DIRECTION: Render every line of the records below as a JSON list of strings, one string per line, with blank lines skipped and the pictures left out.

LISTED ENTRIES:
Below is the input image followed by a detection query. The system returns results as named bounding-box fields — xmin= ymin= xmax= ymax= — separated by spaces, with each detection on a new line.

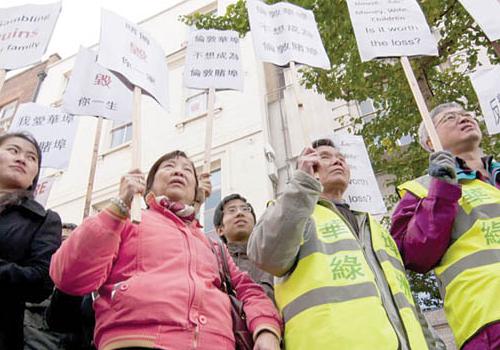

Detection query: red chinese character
xmin=94 ymin=73 xmax=111 ymax=88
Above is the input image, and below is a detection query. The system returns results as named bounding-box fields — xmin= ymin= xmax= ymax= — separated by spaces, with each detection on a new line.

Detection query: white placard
xmin=459 ymin=0 xmax=500 ymax=41
xmin=184 ymin=29 xmax=243 ymax=91
xmin=63 ymin=47 xmax=132 ymax=122
xmin=9 ymin=102 xmax=78 ymax=169
xmin=35 ymin=176 xmax=56 ymax=207
xmin=332 ymin=134 xmax=387 ymax=214
xmin=0 ymin=2 xmax=61 ymax=70
xmin=347 ymin=0 xmax=438 ymax=62
xmin=246 ymin=0 xmax=331 ymax=69
xmin=470 ymin=66 xmax=500 ymax=135
xmin=97 ymin=9 xmax=168 ymax=109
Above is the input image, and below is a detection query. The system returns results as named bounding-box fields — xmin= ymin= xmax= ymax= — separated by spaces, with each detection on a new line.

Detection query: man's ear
xmin=425 ymin=137 xmax=434 ymax=151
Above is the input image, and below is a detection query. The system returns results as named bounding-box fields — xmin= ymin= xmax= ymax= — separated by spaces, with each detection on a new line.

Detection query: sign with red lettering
xmin=34 ymin=176 xmax=56 ymax=207
xmin=97 ymin=10 xmax=168 ymax=108
xmin=63 ymin=48 xmax=132 ymax=122
xmin=0 ymin=2 xmax=61 ymax=70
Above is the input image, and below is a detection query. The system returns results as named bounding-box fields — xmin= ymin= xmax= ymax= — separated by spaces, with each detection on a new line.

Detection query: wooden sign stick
xmin=290 ymin=61 xmax=311 ymax=147
xmin=0 ymin=69 xmax=7 ymax=92
xmin=401 ymin=56 xmax=443 ymax=151
xmin=203 ymin=88 xmax=215 ymax=174
xmin=83 ymin=117 xmax=104 ymax=219
xmin=130 ymin=86 xmax=142 ymax=223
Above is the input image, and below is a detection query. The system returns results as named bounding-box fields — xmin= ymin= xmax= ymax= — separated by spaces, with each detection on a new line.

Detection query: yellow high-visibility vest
xmin=275 ymin=205 xmax=428 ymax=350
xmin=398 ymin=176 xmax=500 ymax=348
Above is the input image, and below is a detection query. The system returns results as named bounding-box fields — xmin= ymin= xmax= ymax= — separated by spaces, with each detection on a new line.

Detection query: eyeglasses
xmin=436 ymin=111 xmax=476 ymax=127
xmin=224 ymin=205 xmax=252 ymax=215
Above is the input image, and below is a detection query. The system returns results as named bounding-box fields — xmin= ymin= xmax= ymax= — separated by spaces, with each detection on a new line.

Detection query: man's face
xmin=434 ymin=108 xmax=482 ymax=154
xmin=217 ymin=199 xmax=255 ymax=242
xmin=316 ymin=146 xmax=351 ymax=192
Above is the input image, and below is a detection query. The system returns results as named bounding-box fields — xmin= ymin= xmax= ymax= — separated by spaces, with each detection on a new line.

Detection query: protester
xmin=248 ymin=139 xmax=444 ymax=350
xmin=0 ymin=133 xmax=61 ymax=350
xmin=50 ymin=151 xmax=280 ymax=350
xmin=214 ymin=193 xmax=274 ymax=300
xmin=391 ymin=103 xmax=500 ymax=350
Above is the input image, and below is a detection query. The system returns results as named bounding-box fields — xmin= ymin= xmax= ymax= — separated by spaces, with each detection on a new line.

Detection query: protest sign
xmin=0 ymin=2 xmax=61 ymax=70
xmin=470 ymin=66 xmax=500 ymax=135
xmin=63 ymin=48 xmax=132 ymax=122
xmin=332 ymin=134 xmax=387 ymax=214
xmin=97 ymin=10 xmax=168 ymax=108
xmin=34 ymin=176 xmax=56 ymax=207
xmin=9 ymin=102 xmax=78 ymax=169
xmin=347 ymin=0 xmax=438 ymax=62
xmin=246 ymin=0 xmax=331 ymax=69
xmin=459 ymin=0 xmax=500 ymax=41
xmin=184 ymin=29 xmax=243 ymax=91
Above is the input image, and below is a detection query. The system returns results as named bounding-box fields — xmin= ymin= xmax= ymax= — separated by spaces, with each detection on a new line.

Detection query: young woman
xmin=0 ymin=133 xmax=62 ymax=350
xmin=50 ymin=151 xmax=281 ymax=350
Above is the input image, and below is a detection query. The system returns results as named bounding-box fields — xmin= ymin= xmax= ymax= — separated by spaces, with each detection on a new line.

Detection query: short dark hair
xmin=214 ymin=193 xmax=257 ymax=228
xmin=144 ymin=150 xmax=198 ymax=201
xmin=0 ymin=131 xmax=42 ymax=193
xmin=311 ymin=139 xmax=335 ymax=149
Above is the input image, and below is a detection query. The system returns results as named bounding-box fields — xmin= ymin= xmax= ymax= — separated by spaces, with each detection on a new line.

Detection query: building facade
xmin=37 ymin=0 xmax=358 ymax=231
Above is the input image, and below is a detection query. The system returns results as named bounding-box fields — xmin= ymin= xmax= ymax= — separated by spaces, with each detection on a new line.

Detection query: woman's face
xmin=0 ymin=137 xmax=38 ymax=190
xmin=151 ymin=157 xmax=196 ymax=204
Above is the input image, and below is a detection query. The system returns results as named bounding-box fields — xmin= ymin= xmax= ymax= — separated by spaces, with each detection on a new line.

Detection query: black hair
xmin=0 ymin=131 xmax=42 ymax=193
xmin=144 ymin=150 xmax=198 ymax=201
xmin=214 ymin=193 xmax=257 ymax=242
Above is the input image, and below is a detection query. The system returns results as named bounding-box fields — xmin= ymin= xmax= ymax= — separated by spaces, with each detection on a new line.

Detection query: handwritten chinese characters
xmin=247 ymin=0 xmax=330 ymax=69
xmin=184 ymin=29 xmax=243 ymax=91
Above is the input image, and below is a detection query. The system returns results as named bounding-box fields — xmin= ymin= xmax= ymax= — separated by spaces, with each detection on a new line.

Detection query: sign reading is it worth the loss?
xmin=332 ymin=134 xmax=387 ymax=214
xmin=0 ymin=2 xmax=61 ymax=70
xmin=246 ymin=0 xmax=331 ymax=69
xmin=184 ymin=29 xmax=243 ymax=91
xmin=347 ymin=0 xmax=438 ymax=62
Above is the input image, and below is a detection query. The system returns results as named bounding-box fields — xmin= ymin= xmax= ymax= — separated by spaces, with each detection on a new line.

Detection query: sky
xmin=0 ymin=0 xmax=180 ymax=59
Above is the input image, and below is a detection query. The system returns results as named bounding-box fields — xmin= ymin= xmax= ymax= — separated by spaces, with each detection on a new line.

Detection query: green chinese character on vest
xmin=481 ymin=221 xmax=500 ymax=245
xmin=318 ymin=219 xmax=349 ymax=241
xmin=330 ymin=255 xmax=364 ymax=280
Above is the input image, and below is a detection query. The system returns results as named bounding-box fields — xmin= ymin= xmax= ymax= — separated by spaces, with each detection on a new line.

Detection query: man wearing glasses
xmin=214 ymin=193 xmax=274 ymax=301
xmin=391 ymin=103 xmax=500 ymax=350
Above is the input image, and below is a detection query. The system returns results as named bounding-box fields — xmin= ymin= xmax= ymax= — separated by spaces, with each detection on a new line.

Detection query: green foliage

RESPONSE TO THIS TASK:
[
  "Below is the input image followed by a detection query. The system returns results as named bounding-box fields — xmin= ymin= xmax= ymax= — separated by spaces, with each detection on a new line.",
  "Detection query: red chinese character",
  "xmin=94 ymin=73 xmax=111 ymax=88",
  "Above is the input image, and below is a detection query. The system returns results as named bounding-box fields — xmin= ymin= xmax= ymax= — separated by spaces, with each detection on a new line.",
  "Detection query: white placard",
  "xmin=459 ymin=0 xmax=500 ymax=41",
  "xmin=184 ymin=29 xmax=243 ymax=91",
  "xmin=63 ymin=47 xmax=132 ymax=122",
  "xmin=9 ymin=102 xmax=78 ymax=169",
  "xmin=35 ymin=176 xmax=56 ymax=207",
  "xmin=332 ymin=134 xmax=387 ymax=214",
  "xmin=0 ymin=2 xmax=61 ymax=70",
  "xmin=347 ymin=0 xmax=438 ymax=62",
  "xmin=246 ymin=0 xmax=331 ymax=69",
  "xmin=470 ymin=66 xmax=500 ymax=135",
  "xmin=97 ymin=9 xmax=168 ymax=109",
  "Above is the input image, and below is a detection query. The system returns results as named bounding-box fields — xmin= ymin= xmax= ymax= — separated by spaces, with each detection on a new line.",
  "Detection query: man's ear",
  "xmin=425 ymin=137 xmax=434 ymax=151",
  "Above is the input image, and below is a detection query. The system returns results as named bounding-box fields — xmin= ymin= xmax= ymax= — separated by spaces, with each detection on a new line.",
  "Detection query: sign with red lettering",
  "xmin=34 ymin=176 xmax=56 ymax=207",
  "xmin=97 ymin=10 xmax=168 ymax=108",
  "xmin=63 ymin=48 xmax=132 ymax=122",
  "xmin=0 ymin=2 xmax=61 ymax=70",
  "Above is the input image, and below is a detection query. The system returns results as named bounding-box fields — xmin= ymin= xmax= ymax= — separated by spaces, with each detection on a new line.",
  "Detection query: wooden sign stick",
  "xmin=290 ymin=61 xmax=311 ymax=147",
  "xmin=0 ymin=69 xmax=7 ymax=92",
  "xmin=401 ymin=56 xmax=443 ymax=151",
  "xmin=203 ymin=88 xmax=215 ymax=174",
  "xmin=83 ymin=117 xmax=104 ymax=219",
  "xmin=130 ymin=86 xmax=142 ymax=223",
  "Above is the input image, and below is a detection query. The system returns results as named bounding-box fields — xmin= ymin= xmax= ymax= — separated by spaces, with each detection on a new line.",
  "Detection query: yellow high-visibility vest",
  "xmin=275 ymin=205 xmax=428 ymax=350",
  "xmin=398 ymin=176 xmax=500 ymax=348",
  "Above is the input image, and below is a detection query. The system returns results as named bounding-box fields — xmin= ymin= xmax= ymax= — separated by spaces, with each detection on a new line.",
  "Detection query: eyeglasses",
  "xmin=436 ymin=111 xmax=476 ymax=127",
  "xmin=224 ymin=205 xmax=252 ymax=215",
  "Above is the input image, and below is a detection query. The system returns results as named bounding-box fields — xmin= ymin= xmax= ymax= — separated by spaces, with each detection on a new line.",
  "Detection query: man's face",
  "xmin=434 ymin=108 xmax=482 ymax=154",
  "xmin=217 ymin=199 xmax=255 ymax=242",
  "xmin=316 ymin=146 xmax=351 ymax=192",
  "Above is the input image, and below is a detection query. The system returns results as named bounding-box fields — xmin= ymin= xmax= ymax= — separated by spaces, with each detection on a new line.",
  "Detection query: protester",
  "xmin=248 ymin=139 xmax=444 ymax=350",
  "xmin=0 ymin=133 xmax=61 ymax=350",
  "xmin=50 ymin=151 xmax=280 ymax=350",
  "xmin=214 ymin=193 xmax=274 ymax=300",
  "xmin=391 ymin=103 xmax=500 ymax=350",
  "Above is the input image, and below is a detection query. The system returns results as named bounding-box fields — xmin= ymin= xmax= ymax= — separated by spaces, with each detection on a new line.",
  "Detection query: protest sign",
  "xmin=0 ymin=2 xmax=61 ymax=70",
  "xmin=470 ymin=66 xmax=500 ymax=135",
  "xmin=63 ymin=48 xmax=132 ymax=122",
  "xmin=332 ymin=134 xmax=387 ymax=214",
  "xmin=97 ymin=10 xmax=168 ymax=108",
  "xmin=34 ymin=176 xmax=56 ymax=207",
  "xmin=9 ymin=102 xmax=78 ymax=169",
  "xmin=347 ymin=0 xmax=438 ymax=62",
  "xmin=246 ymin=0 xmax=331 ymax=69",
  "xmin=459 ymin=0 xmax=500 ymax=41",
  "xmin=184 ymin=29 xmax=243 ymax=91",
  "Above is the input image, and below is a detection query. The system returns results as named bounding-box fields — xmin= ymin= xmax= ymax= — separated by spaces, with each detection on a new line.",
  "Detection query: young woman",
  "xmin=0 ymin=133 xmax=62 ymax=350",
  "xmin=50 ymin=151 xmax=281 ymax=350",
  "Above is the input image, and below is a detection query. The system returns results as named bounding-box fields — xmin= ymin= xmax= ymax= — separated by spaces, with each detection on a new line.",
  "Detection query: short dark hair",
  "xmin=214 ymin=193 xmax=257 ymax=228",
  "xmin=144 ymin=150 xmax=198 ymax=201",
  "xmin=0 ymin=131 xmax=42 ymax=193",
  "xmin=311 ymin=139 xmax=335 ymax=149",
  "Above is the input image, and below is a detection query. The system returns results as named bounding-box fields — xmin= ymin= xmax= ymax= — separated by spaces, with each detection on a new line.",
  "Detection query: building facade",
  "xmin=37 ymin=0 xmax=358 ymax=231",
  "Above is the input image, and below is a detection query. The system returns results as named bounding-box fields — xmin= ymin= xmax= ymax= — separated by spaces, with each detection on a new line.",
  "Detection query: woman's face",
  "xmin=0 ymin=137 xmax=38 ymax=190",
  "xmin=151 ymin=157 xmax=196 ymax=204",
  "Above is the input image, and below is a detection query. The system returns results as named bounding-box fields — xmin= ymin= xmax= ymax= — separated by spaces, with each detection on a new line.",
  "Detection query: black hair",
  "xmin=0 ymin=131 xmax=42 ymax=193",
  "xmin=144 ymin=150 xmax=198 ymax=201",
  "xmin=214 ymin=193 xmax=257 ymax=242",
  "Above is the input image, and below is a detection query. The system returns results as named bounding-box fields — xmin= ymin= xmax= ymax= — separated by spaces, with each detection on a new line.",
  "Detection query: handwritten chinese characters",
  "xmin=247 ymin=0 xmax=330 ymax=69",
  "xmin=184 ymin=29 xmax=243 ymax=91",
  "Above is the input image, and below is a detection query. The system returns results as named bounding-box fields — xmin= ymin= xmax= ymax= — separated by spaces, with each detection on a new line.",
  "Detection query: sign reading is it worth the loss?",
  "xmin=332 ymin=134 xmax=387 ymax=214",
  "xmin=0 ymin=2 xmax=61 ymax=70",
  "xmin=246 ymin=0 xmax=331 ymax=69",
  "xmin=184 ymin=29 xmax=243 ymax=91",
  "xmin=347 ymin=0 xmax=438 ymax=62",
  "Above is the input image, and below is a detection query. The system returns results as named bounding-box fields — xmin= ymin= xmax= ymax= — separated by spaces, with each detection on a new line.",
  "Detection query: sky",
  "xmin=0 ymin=0 xmax=180 ymax=59",
  "Above is the input image, and below is a detection query. The system returns results as named bounding-box fields — xmin= ymin= xmax= ymax= — separated by spaces, with each detection on a new line.",
  "Detection query: green chinese character on vest",
  "xmin=481 ymin=221 xmax=500 ymax=245",
  "xmin=318 ymin=219 xmax=349 ymax=241",
  "xmin=330 ymin=255 xmax=364 ymax=280",
  "Above is the input image, and below is a detection query. The system returns results as named bounding-box fields — xmin= ymin= xmax= ymax= — separated by spaces, with each detection on a new line.",
  "Detection query: man wearing glasses",
  "xmin=214 ymin=193 xmax=274 ymax=301",
  "xmin=391 ymin=103 xmax=500 ymax=350",
  "Above is the input image, and below is a detection query. The system returns results as named bounding-box fields — xmin= ymin= xmax= ymax= — separated by spaces, with each detection on a new line.",
  "Detection query: green foliage"
]